**INSTRUCTIONS TO FOLLOW**:
Do the following statements agree with the reply letter on C-reactive protein below? Answer yes or no for each and quote the words of the text that decide it.
(a) Population genetics studies have linked CRP single-nucleotide polymorphisms to an increased risk of cardiovascular diseases.
(b) When the authors expressed human CRP in hypertensive animals, they found detrimental effects on lipid and glucose metabolism.
(c) The authors consider it likely that overexpressing a single CRP gene in animals can produce all the abnormalities of metabolic syndrome.

**TEXT BLOCK**:

Response to Letter Regarding Article, “Human C-Reactive Protein Does Not Promote Atherosclerosis in Transgenic Rabbits”
We appreciate the comments by Nakajima and Saito on our recent article published in Circulation.1 The major question they raised was why human C-reactive protein (CRP) transgenic rabbits failed to exhibit other metabolic disorders, because emerging data support that CRP levels are elevated in patients with metabolic syndrome.2 It is well documented that elevated plasma CRP levels are associated with many pathological states such as cardiovascular diseases and metabolic syndrome; however, these associations do not necessarily mean that high levels of CRP can cause these diseases. Indeed, population genetics studies have failed to link CRP single-nucleotide polymorphisms to the increased risk of cardiovascular diseases, although CRP single-nucleotide polymorphisms are associated with marked increases in CRP levels.3,4 Also, there is no evidence to date to show that elevation of plasma CRP alone can lead to metabolic syndrome both clinically and experimentally. It is apparent that further experiments with appropriate large-animal models are required to investigate CRP functions in metabolic syndrome. Because metabolic syndrome is composed of several metabolic disorders (eg, hypertension, dyslipidemia, and hyperglycemia), which are mediated by multiple genes and many environmental factors, it is unlikely that overexpression of a single CRP gene in animals can lead to all these abnormalities. In fact, we have recently transgenically expressed human CRP in hypertensive animals and found that in the setting of hypertension, CRP does exert certain detrimental effects on both lipid and glucose metabolism (unpublished data). Taken together, CRP functions in both physiology and pathophysiology remain to be further elucidated with genetically modified large animals, as we reported in the study.1
Koike T, Kitajima S, Yu Y, Nishijima K, Zhang J, Ozaki Y, Morimoto M, Watanabe T, Bhakdi S, Asada Y, Chen YE, Fan J. Human C-reactive protein does not promote atherosclerosis in transgenic rabbits. Circulation. 2009; 120: 2088–2094.

**INFORMATION GIVEN**:
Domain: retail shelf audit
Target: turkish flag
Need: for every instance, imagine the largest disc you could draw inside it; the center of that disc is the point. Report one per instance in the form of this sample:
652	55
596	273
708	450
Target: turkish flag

**ANSWER BOX**:
(a) No: "population genetics studies have failed to link CRP single-nucleotide polymorphisms to the increased risk of cardiovascular diseases"
(b) Yes: "in the setting of hypertension, CRP does exert certain detrimental effects on both lipid and glucose metabolism"
(c) No: "it is unlikely that overexpression of a single CRP gene in animals can lead to all these abnormalities"